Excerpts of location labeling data

** start **

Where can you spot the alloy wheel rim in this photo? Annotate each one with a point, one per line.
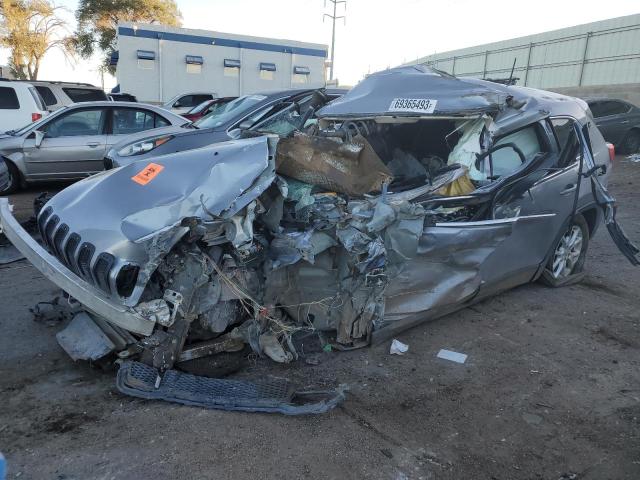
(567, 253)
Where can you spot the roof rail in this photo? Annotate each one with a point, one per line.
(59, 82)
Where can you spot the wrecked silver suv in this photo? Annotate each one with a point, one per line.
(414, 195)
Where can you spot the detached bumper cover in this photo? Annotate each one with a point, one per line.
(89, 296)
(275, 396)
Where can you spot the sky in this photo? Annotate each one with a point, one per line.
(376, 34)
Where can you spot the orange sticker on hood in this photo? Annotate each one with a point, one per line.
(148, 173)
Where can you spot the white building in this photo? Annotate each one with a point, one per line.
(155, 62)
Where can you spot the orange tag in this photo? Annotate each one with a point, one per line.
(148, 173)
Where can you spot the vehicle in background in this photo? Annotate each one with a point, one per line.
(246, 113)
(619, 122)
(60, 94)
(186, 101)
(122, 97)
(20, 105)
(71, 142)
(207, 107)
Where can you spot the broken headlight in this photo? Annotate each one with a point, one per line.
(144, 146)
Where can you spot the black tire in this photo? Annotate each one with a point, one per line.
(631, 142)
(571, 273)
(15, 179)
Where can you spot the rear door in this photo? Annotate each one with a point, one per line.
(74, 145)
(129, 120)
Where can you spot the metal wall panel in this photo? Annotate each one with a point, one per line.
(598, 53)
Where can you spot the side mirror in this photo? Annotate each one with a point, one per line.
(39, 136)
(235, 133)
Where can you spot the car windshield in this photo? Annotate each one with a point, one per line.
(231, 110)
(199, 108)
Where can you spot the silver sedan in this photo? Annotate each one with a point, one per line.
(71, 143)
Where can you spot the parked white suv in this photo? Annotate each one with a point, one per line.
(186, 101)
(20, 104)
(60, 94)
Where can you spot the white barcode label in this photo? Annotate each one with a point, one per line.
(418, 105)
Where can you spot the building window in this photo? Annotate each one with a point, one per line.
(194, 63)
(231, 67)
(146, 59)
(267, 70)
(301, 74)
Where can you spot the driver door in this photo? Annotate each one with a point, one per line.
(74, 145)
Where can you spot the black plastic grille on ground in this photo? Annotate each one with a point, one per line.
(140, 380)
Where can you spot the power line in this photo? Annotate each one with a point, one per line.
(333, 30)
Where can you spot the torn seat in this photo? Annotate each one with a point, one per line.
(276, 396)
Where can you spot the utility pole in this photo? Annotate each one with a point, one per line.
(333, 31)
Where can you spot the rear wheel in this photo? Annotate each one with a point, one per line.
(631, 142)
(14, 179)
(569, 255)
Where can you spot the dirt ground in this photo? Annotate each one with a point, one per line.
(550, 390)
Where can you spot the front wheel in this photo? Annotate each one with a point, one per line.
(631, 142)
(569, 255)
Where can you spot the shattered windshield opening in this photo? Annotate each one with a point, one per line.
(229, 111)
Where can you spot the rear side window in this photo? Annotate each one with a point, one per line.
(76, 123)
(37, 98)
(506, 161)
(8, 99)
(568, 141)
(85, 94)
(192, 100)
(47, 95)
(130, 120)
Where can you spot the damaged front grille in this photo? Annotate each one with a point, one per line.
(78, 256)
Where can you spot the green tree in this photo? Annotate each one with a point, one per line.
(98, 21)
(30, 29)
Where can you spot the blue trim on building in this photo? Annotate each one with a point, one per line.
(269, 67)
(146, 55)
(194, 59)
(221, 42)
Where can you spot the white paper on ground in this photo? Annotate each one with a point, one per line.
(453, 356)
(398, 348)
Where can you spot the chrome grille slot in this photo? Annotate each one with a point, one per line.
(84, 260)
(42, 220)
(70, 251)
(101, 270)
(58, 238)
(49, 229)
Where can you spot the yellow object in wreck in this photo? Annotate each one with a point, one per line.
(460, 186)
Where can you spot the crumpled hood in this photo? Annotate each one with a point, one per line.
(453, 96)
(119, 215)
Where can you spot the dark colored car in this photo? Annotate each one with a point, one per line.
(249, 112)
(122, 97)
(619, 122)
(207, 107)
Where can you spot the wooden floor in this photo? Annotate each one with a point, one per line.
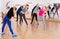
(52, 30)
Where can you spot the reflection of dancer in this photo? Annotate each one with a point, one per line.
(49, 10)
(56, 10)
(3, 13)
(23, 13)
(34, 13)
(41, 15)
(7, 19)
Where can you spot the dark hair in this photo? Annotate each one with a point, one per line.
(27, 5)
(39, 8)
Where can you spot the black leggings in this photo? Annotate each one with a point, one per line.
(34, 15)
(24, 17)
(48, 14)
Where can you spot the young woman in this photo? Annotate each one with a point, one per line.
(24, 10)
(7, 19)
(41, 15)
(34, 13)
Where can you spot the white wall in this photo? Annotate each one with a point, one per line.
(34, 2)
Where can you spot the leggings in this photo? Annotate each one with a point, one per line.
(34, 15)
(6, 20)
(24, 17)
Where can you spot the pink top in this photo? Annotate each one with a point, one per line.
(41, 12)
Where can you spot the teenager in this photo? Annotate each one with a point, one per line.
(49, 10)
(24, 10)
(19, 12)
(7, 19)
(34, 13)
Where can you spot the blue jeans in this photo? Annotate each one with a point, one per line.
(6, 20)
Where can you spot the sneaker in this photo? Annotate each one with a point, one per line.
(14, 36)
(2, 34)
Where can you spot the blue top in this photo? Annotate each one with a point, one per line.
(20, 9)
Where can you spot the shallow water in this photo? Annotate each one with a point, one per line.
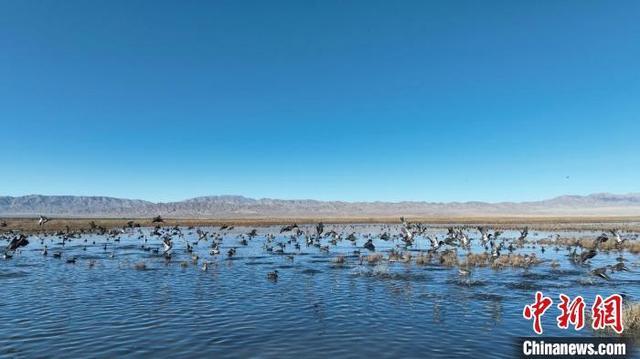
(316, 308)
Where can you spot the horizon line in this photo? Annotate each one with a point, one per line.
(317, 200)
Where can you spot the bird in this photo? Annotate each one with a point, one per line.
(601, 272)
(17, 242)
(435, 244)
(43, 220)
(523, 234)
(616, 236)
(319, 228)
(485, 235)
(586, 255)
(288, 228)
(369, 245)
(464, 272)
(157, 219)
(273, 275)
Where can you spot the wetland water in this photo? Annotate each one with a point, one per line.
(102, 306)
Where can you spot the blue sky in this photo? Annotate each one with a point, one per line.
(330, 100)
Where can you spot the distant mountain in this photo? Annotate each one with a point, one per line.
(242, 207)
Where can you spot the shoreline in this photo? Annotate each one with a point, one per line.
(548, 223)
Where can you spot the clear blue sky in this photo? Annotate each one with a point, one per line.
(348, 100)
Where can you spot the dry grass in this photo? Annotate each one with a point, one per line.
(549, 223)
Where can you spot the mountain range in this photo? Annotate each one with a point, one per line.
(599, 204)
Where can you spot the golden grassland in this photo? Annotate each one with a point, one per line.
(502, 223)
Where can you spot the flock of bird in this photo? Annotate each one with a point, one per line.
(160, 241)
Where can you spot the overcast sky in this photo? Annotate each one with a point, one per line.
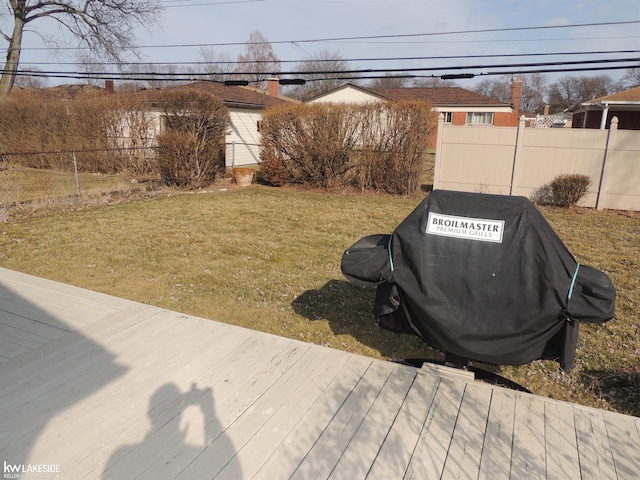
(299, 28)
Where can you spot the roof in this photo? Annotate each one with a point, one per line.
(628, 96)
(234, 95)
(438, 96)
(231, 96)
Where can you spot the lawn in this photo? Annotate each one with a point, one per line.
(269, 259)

** end **
** start **

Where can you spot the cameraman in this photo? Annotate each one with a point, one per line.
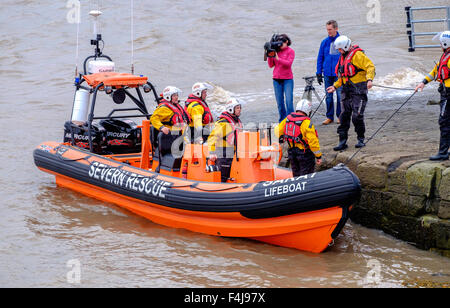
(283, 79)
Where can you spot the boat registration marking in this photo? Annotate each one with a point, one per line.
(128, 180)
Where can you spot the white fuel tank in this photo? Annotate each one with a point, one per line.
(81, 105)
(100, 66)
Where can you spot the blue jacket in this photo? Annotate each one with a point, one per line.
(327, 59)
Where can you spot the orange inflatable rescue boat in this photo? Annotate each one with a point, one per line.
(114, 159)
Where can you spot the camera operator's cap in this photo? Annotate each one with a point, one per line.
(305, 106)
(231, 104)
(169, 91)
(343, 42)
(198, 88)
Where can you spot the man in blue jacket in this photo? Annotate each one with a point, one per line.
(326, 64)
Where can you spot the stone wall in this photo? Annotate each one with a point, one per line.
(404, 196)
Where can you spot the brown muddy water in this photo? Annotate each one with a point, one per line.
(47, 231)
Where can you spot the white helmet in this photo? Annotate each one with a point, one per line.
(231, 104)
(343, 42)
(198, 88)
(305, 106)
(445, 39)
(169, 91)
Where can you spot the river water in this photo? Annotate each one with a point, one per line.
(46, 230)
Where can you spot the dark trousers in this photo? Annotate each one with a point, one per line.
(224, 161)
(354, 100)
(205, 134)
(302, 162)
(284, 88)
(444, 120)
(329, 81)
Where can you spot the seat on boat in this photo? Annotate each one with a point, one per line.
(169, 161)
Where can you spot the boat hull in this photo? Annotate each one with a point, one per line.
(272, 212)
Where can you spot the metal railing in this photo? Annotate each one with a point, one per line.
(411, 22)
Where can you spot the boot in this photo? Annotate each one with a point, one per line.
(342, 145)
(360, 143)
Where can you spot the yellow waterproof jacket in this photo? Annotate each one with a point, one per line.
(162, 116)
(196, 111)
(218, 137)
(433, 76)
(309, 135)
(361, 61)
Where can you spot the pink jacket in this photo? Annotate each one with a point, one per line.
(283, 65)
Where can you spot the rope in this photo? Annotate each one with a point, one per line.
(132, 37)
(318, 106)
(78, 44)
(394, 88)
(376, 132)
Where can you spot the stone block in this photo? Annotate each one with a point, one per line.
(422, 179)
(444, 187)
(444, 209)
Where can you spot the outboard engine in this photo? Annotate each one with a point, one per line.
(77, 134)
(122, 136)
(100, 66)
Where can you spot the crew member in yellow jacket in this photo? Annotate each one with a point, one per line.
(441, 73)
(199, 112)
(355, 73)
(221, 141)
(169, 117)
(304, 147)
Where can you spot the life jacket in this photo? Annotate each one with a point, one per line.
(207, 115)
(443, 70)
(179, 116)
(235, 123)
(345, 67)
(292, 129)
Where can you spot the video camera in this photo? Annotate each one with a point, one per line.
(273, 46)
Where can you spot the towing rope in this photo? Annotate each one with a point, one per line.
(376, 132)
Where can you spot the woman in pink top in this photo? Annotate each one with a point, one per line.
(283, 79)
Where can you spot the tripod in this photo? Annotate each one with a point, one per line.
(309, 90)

** end **

- _The exercise_: Count the lines in the records above that contain the string "leggings", and reply with the number only.

- _Output of the exercise_: 2